SHORT EXERCISE: Format each line of the material below as a string in a JSON list, one string per line, with blank lines skipped and the pictures left out.

══ EXERCISE MATERIALS ══

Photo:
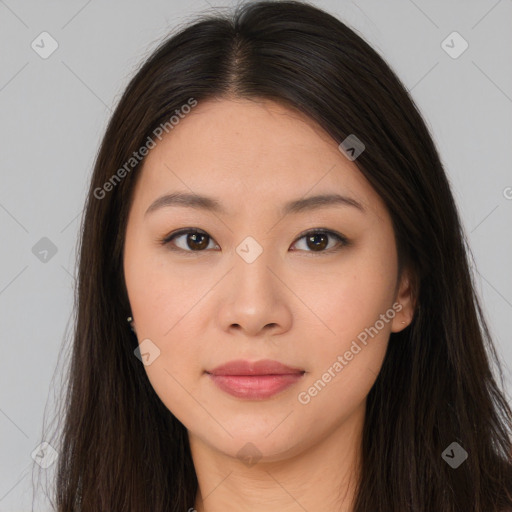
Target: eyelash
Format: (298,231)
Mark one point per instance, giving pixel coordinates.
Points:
(342,240)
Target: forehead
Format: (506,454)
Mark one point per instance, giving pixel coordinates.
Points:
(249,151)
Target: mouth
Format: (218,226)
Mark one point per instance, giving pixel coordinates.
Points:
(254,380)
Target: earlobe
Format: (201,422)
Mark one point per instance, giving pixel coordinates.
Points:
(132,324)
(405,298)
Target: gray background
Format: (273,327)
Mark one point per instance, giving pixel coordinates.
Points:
(54,112)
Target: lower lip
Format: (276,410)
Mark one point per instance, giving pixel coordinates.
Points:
(255,387)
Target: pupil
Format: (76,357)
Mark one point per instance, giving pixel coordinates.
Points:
(320,245)
(192,240)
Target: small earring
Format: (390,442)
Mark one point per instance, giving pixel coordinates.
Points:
(130,319)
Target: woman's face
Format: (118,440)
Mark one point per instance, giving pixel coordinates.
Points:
(257,283)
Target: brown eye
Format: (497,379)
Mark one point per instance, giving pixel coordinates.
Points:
(318,241)
(188,240)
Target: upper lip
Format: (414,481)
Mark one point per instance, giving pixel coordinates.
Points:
(262,367)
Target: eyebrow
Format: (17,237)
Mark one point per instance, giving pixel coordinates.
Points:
(200,202)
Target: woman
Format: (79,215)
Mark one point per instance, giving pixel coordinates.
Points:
(269,212)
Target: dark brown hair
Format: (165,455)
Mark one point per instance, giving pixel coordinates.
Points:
(122,449)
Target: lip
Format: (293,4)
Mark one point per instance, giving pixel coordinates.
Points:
(256,380)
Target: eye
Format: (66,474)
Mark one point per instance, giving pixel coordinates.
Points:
(195,240)
(318,240)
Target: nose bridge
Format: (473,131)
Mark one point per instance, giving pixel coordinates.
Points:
(252,260)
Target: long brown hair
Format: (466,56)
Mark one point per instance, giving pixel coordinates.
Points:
(121,448)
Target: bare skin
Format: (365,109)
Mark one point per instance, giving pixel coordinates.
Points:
(294,303)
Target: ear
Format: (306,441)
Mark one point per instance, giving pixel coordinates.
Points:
(405,297)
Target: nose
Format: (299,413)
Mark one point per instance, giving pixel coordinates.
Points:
(254,298)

═══

REPLY TO THE EXERCISE:
[
  "Photo:",
  "Target: eyelash",
  "Format: (298,231)",
  "Mark one point per instance, giving pixel coordinates.",
  "Points:",
  "(342,240)",
  "Target: forehead",
  "Format: (506,454)",
  "Mark one point per instance, giving pixel coordinates.",
  "Points:",
  "(249,151)",
  "Target: mouth",
  "Format: (218,226)",
  "Mark one point per instance, giving pixel coordinates.",
  "Points:",
  "(254,380)",
  "Target: earlobe",
  "Format: (201,422)",
  "Mark one point per instance, giving pixel coordinates.",
  "Points:",
  "(132,324)",
  "(405,298)",
  "Target: gray background",
  "Format: (273,327)",
  "Mark one point per instance, giving pixel coordinates.",
  "Points:",
  "(54,112)",
  "Target: lower lip",
  "Format: (276,410)",
  "Mark one point per instance, giving pixel coordinates.",
  "Points:",
  "(255,387)",
  "Target: pupil",
  "Format: (76,357)",
  "Mark one point per instance, giving pixel coordinates.",
  "Points:",
  "(320,245)",
  "(192,240)",
  "Target: small earring",
  "Format: (390,442)",
  "Mark one point per instance, giving pixel coordinates.",
  "Points:",
  "(130,319)",
  "Target: woman's face",
  "Format: (118,440)",
  "Mark one point per instance, giving pixel coordinates.",
  "Points:",
  "(257,283)",
  "Target: brown eye",
  "Format: (497,379)",
  "Mark one point per instance, giving pixel coordinates.",
  "Points:",
  "(318,241)",
  "(188,240)",
  "Target: upper lip",
  "Format: (414,481)",
  "Mark one point per instance, giving pixel coordinates.",
  "Points:",
  "(262,367)",
  "Target: eyebrow",
  "Format: (17,237)",
  "Mark one point per instance, giving pixel coordinates.",
  "Points:",
  "(200,202)",
  "Target: woman",
  "Format: (79,215)",
  "Mark one point per instance, giving pixel coordinates.",
  "Points:",
  "(269,212)",
  "Target: dark brown hair",
  "Format: (165,455)",
  "Mark one point per instance, giving pixel coordinates.",
  "Points:",
  "(122,449)",
  "Target: lip",
  "Format: (293,4)",
  "Mark one point per instance, giving pixel coordinates.",
  "Points:",
  "(256,380)",
  "Target: eye",
  "Format: (66,474)",
  "Mark one point per instance, giving pixel coordinates.",
  "Points:",
  "(195,240)",
  "(318,240)",
  "Target: nose bridge",
  "Format: (473,131)",
  "Mark one point per instance, giving pixel coordinates.",
  "Points:",
  "(252,260)",
  "Target: long brown hair",
  "Format: (466,56)",
  "Mark one point per instance, giving pixel coordinates.",
  "Points:",
  "(121,448)",
  "Target: bare skin",
  "Format: (365,109)",
  "Mark one point per instance, giving pixel coordinates.",
  "Points:",
  "(294,303)",
  "Target: ear",
  "Format: (306,441)",
  "Mark one point per instance, giving pixel coordinates.",
  "Points:",
  "(405,297)",
  "Target: nose",
  "Format: (299,413)",
  "Mark one point per instance, giving pixel coordinates.",
  "Points:",
  "(254,298)"
]